BEGIN Data records

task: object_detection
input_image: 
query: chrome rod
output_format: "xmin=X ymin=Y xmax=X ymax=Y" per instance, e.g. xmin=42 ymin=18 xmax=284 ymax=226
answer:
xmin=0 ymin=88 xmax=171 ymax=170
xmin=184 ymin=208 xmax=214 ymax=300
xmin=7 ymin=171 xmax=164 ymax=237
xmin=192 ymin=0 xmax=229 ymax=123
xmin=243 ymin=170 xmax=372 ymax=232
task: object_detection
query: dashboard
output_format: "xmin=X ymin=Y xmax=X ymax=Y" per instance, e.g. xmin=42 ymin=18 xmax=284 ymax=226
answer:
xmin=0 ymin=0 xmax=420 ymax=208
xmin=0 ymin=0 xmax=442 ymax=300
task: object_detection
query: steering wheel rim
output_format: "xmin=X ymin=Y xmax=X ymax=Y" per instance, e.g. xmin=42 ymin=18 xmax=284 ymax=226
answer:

END Data records

● Problem description: Please convert every line of the source records above into a Markdown table with the columns "No." and "Line", numbering the rows in order and leaving out any blank lines.

● Solution for this task:
| No. | Line |
|---|---|
| 1 | task: object_detection |
| 2 | input_image:  |
| 3 | query: chrome rod |
| 4 | output_format: "xmin=X ymin=Y xmax=X ymax=Y" per instance, e.g. xmin=42 ymin=18 xmax=284 ymax=226 |
| 5 | answer: |
| 6 | xmin=0 ymin=88 xmax=171 ymax=170 |
| 7 | xmin=184 ymin=208 xmax=214 ymax=300 |
| 8 | xmin=7 ymin=171 xmax=164 ymax=237 |
| 9 | xmin=192 ymin=0 xmax=229 ymax=123 |
| 10 | xmin=243 ymin=170 xmax=372 ymax=232 |
| 11 | task: object_detection |
| 12 | query: dashboard |
| 13 | output_format: "xmin=X ymin=Y xmax=X ymax=Y" per instance, e.g. xmin=42 ymin=18 xmax=284 ymax=226 |
| 14 | answer: |
| 15 | xmin=0 ymin=0 xmax=420 ymax=208 |
| 16 | xmin=0 ymin=0 xmax=442 ymax=300 |
| 17 | task: object_detection |
| 18 | query: steering wheel rim |
| 19 | output_format: "xmin=X ymin=Y xmax=X ymax=Y" per instance, e.g. xmin=42 ymin=18 xmax=284 ymax=226 |
| 20 | answer: |